▸ **ENUNCIADO**: Verta para o inglês esta frase do trecho sobre a literatura amazonense: "O poema épico A Muhuraida, de Henrique João Wilkens, escrito no último quartel do século XVIII, é o marco inicial da poesia amazonense."

▸ **TRECHO FORNECIDO**:

Jornal de Poesia

 

 

 

 

 

 

 

Zemaria Pinto


 

Literatura Amazonense de Invenção

 

Foi Gaspar de Carvajal o primeiro grande ficcionista do Amazonas. Seu relato fabuloso acerca das índias guerreiras habitantes das margens do Nhamundá inaugurou, em pleno século XVI, a literatura ficcional, e, por extensão, a Literatura Amazonense. Talvez esse acontecimento fantástico tenha inibido nossos prosadores, a tal ponto que a prosa amazonense só volta a ter expressão mais de quatro séculos após, com os romances de Paulo Jacob (Chuva Branca), Márcio Souza (Galvez, o Imperador do Acre) e Milton Hatoum (Relato de Um Certo Oriente).

É curioso observar, entretanto, o desenvolvimento da poesia. O poema épico A Muhuraida, de Henrique João Wilkens, escrito no último quartel do século XVIII, é o marco inicial da poesia amazonense. Durante muito tempo acreditou-se que fora escrito em língua aborígine. Fantasiava-se que os originais haviam se perdido, ficando apenas a "tradução" para o idioma civilizado. Ficções. Escrito em português escorreito, A Muhuraida canta o triunfo da fé católica sobre os gentios habitantes das margens do Madeira. Do ponto de vista do colonizador, um rito de passagem. De nossa perspectiva politicamente correta, uma epopéia do genocídio.

Registros armazenados
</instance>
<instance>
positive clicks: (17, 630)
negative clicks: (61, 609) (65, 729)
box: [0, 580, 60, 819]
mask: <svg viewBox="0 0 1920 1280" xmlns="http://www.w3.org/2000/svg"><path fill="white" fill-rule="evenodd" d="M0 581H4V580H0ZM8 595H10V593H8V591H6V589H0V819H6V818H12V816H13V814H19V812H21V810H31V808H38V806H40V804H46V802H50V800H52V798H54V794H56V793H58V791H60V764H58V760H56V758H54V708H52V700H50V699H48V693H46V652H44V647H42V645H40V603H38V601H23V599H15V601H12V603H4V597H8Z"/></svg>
...
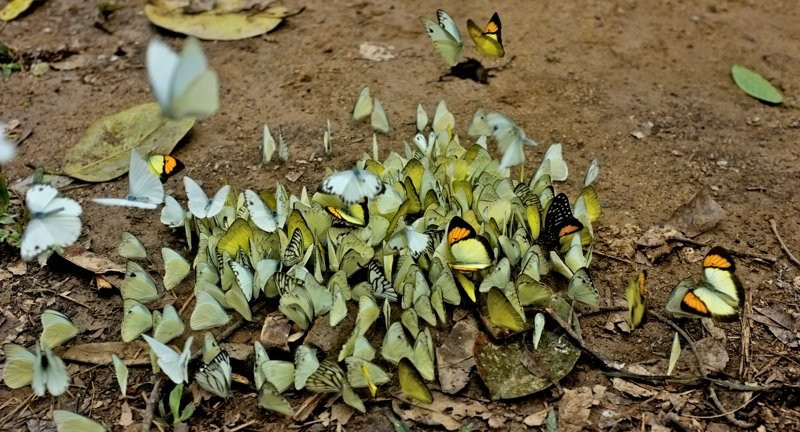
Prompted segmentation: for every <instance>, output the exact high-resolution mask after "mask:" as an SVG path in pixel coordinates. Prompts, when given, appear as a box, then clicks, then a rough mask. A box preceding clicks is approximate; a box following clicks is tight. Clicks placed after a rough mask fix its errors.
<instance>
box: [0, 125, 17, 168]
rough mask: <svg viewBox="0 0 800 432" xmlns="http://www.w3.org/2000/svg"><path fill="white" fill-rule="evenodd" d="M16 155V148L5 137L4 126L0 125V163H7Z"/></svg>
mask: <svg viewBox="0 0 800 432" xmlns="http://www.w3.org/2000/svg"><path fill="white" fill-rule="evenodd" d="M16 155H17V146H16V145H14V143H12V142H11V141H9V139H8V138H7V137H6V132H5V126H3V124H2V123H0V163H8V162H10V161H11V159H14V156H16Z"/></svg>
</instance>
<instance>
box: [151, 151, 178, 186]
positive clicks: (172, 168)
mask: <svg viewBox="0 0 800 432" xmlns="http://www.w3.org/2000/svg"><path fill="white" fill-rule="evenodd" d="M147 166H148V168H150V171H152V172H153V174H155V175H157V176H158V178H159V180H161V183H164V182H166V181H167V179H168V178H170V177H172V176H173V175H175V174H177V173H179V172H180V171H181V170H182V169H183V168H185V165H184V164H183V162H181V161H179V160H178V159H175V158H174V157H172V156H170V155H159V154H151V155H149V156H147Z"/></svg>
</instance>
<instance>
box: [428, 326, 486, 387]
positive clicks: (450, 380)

▸ **RESPOSTA DO EXERCÍCIO**: The epic poem A Muhuraida, by Henrique João Wilkens, written in the last quarter of the eighteenth century, is the starting point of Amazonian poetry.